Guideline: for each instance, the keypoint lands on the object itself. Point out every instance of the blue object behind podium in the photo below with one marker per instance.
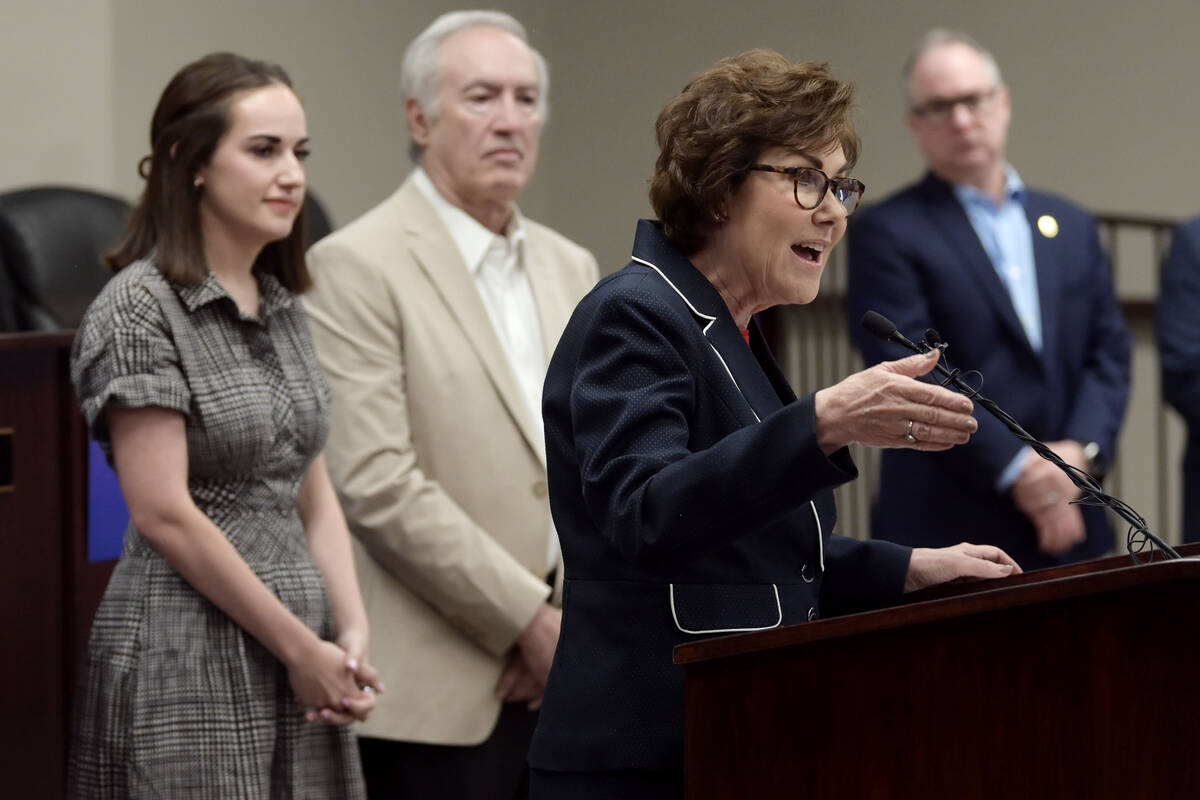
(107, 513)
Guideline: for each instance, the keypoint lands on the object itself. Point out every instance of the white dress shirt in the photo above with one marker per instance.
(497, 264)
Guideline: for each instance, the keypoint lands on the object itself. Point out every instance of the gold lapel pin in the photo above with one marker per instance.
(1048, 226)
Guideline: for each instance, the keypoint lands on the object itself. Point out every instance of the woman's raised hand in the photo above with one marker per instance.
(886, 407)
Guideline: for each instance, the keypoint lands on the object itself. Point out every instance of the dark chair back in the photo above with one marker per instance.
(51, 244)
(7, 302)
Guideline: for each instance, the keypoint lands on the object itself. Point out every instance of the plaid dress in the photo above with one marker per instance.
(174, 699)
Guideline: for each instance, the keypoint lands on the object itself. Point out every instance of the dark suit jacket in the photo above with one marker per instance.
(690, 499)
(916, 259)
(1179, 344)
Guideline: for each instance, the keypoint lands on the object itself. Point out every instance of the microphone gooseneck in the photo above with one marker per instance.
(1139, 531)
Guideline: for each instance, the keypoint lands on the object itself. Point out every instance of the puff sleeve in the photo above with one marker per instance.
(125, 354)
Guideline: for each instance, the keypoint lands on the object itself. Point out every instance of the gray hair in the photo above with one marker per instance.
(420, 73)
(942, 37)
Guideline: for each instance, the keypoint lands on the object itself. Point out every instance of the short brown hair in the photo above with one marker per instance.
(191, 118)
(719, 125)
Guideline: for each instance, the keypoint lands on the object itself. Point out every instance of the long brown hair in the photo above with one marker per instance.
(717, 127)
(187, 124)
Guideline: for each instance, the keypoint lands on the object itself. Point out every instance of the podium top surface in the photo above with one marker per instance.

§ Aim of the task: Reproduce the full listing faithfully, but do not carry over any pictures.

§ Result for this task:
Guideline: for each instance, the keypoint lands on the object itself. Point out every instance of the blue object behind podium in the photo below with one marker per instance.
(107, 513)
Guideline: for each instance, the keypoint lands on the object itself. Point out every instance of the white dress shirt in the photo above with one marker per instance.
(497, 264)
Guideline: for each instance, the keypoint lands on the object itself. Point out every instance of the gold lapel pin in the photo above with one marker per instance.
(1048, 226)
Guideline: for each instance, the keypoint lands on the object itself. Point out every instance of the woman's raised hand in the photo above with one marker per instance.
(886, 407)
Guideline: for each instance, the keypoint lands on the object itself. Point out every instance of the dark chair back in the photo above with one marker per instance.
(51, 244)
(7, 302)
Guideline: for each instance, the keypoint lands on the object itself. Point out every instance of the plaid dress in the photo above with one marker per instance.
(174, 699)
Guideline: for each instance, the keypoint lands on the object itself. Point out every instance of the dark suit jacket in the photo above with one marker per instance.
(690, 499)
(916, 259)
(1179, 344)
Guideline: for each instance, the keypoint lands on the object itself. Point out every instance of the microphone gooseneck in the photo above with one marker per instance.
(1139, 531)
Guideline: for each instance, the keypoint lands on the object itself. Point out every instance of the puff sleeve in the photo above with one marker per instance.
(125, 354)
Guideline: for each instance, the keypoint lands on the object itself. Point out every instance of the gray hair in the photo above with one marker per instance.
(420, 73)
(942, 37)
Guideline: for each instance, the keypoint lands on the object itself. Point out every instance of the short brown hair in the photo above with one marker per instance.
(191, 118)
(719, 125)
Guideline: for each instance, the keypoint lands on the object itself. Point out every instance of the long brown hair in the photo above with one marker per instance.
(717, 127)
(187, 124)
Guideline: for each instance, the keypoint lands on the object itself. Point out every instance of the podium top surface in the photo above with one marker per instance.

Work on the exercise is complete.